> **What to do**:
Print the following records verbatim, from the line containing "TARGET = shelf support post" through the end of the records.

Collection entries
■ ■ ■ ■ ■ ■ ■

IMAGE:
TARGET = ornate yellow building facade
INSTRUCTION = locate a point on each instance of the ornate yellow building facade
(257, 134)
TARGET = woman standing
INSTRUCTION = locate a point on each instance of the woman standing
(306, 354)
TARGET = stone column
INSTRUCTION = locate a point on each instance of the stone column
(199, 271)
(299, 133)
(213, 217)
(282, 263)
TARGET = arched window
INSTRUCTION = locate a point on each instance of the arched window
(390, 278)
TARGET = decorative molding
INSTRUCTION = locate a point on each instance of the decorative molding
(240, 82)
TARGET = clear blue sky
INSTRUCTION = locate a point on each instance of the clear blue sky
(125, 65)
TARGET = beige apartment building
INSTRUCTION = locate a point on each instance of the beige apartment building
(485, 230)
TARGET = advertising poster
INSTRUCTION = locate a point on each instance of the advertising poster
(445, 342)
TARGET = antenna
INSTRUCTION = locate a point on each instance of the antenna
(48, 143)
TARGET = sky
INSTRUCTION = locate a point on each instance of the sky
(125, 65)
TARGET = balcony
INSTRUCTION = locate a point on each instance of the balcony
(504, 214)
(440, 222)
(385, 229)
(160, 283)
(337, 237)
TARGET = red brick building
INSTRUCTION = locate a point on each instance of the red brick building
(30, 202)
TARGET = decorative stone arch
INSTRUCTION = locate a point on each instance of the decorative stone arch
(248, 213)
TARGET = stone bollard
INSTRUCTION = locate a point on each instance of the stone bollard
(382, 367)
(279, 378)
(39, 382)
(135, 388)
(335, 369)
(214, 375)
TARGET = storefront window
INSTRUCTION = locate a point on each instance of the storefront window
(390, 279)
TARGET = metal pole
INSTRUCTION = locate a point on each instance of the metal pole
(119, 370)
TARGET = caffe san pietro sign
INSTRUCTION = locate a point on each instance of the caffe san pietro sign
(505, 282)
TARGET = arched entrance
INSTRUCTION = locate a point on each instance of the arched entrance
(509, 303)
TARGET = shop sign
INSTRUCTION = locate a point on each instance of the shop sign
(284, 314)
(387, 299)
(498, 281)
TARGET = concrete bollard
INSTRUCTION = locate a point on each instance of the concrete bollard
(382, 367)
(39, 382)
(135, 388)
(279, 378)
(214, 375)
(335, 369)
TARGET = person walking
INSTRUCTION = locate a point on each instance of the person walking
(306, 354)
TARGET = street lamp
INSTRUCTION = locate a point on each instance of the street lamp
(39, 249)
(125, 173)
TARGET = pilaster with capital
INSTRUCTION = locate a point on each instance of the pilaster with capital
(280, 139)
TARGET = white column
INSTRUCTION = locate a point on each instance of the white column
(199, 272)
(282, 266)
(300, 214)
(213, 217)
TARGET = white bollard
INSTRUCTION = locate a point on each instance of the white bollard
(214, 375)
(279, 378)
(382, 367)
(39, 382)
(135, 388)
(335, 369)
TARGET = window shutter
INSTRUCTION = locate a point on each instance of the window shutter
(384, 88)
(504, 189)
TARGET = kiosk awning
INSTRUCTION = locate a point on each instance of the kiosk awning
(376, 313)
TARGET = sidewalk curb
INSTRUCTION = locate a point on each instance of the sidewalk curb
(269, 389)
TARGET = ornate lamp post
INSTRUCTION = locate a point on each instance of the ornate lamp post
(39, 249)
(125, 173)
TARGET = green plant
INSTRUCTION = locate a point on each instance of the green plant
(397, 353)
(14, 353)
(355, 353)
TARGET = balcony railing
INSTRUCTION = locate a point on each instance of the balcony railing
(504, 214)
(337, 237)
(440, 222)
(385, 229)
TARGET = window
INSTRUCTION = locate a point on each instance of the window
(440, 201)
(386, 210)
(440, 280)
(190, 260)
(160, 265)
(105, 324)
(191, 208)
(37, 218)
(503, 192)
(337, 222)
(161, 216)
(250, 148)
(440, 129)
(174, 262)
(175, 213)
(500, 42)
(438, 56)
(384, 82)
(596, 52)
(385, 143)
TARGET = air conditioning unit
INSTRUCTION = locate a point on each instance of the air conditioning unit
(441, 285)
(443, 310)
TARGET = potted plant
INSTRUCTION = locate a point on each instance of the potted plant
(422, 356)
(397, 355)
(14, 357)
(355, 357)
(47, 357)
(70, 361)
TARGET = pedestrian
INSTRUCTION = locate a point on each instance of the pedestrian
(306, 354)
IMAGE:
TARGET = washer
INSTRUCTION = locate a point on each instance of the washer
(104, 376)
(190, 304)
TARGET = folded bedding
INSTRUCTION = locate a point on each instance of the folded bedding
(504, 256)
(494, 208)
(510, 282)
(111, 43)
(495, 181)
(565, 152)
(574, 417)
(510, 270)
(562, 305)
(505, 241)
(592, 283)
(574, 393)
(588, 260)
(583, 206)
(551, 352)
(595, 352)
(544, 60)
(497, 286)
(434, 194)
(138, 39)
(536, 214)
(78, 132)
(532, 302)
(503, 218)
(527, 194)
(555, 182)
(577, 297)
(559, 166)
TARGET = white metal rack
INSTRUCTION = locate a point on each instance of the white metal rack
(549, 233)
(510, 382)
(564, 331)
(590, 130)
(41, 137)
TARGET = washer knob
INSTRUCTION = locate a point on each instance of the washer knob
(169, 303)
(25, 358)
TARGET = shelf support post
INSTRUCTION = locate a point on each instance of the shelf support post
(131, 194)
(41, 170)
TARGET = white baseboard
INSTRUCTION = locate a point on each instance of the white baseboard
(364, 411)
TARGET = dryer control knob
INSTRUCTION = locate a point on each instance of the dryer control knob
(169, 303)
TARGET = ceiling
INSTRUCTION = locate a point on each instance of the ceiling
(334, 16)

■ ■ ■ ■ ■ ■ ■

> **Worked answer**:
TARGET = shelf support post
INSTRUCTION = locate a point on each instance of the shelf support post
(131, 194)
(41, 170)
TARGET = white baseboard
INSTRUCTION = locate a point on each instance of the white baseboard
(364, 411)
TARGET = dryer control knob
INSTRUCTION = locate a point on each instance of the dryer control knob
(169, 303)
TARGET = ceiling
INSTRUCTION = locate a point on each instance of the ceiling
(334, 16)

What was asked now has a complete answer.